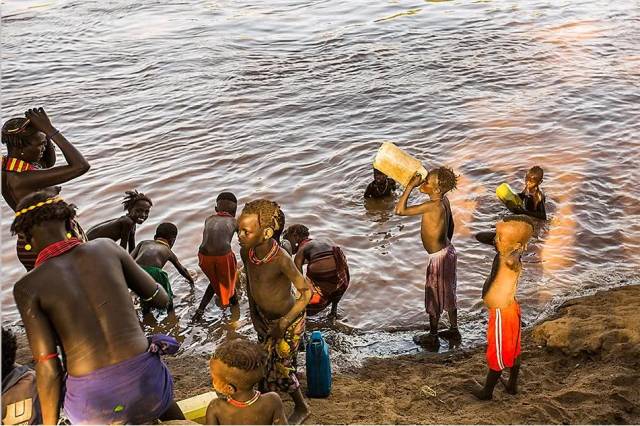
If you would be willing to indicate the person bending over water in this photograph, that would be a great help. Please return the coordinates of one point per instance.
(236, 367)
(382, 186)
(436, 232)
(123, 229)
(29, 165)
(499, 295)
(531, 195)
(215, 257)
(277, 315)
(77, 297)
(152, 255)
(327, 269)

—————

What is required – Print the records above exactly as they stand, but leave out the pictures.

The answer –
If you would be willing to indicate the person bending over water in this photograph, that would be a great help. Please return the coordinates of one point per instance.
(236, 367)
(382, 186)
(436, 232)
(123, 229)
(29, 165)
(499, 295)
(531, 195)
(215, 257)
(277, 315)
(77, 297)
(152, 255)
(327, 269)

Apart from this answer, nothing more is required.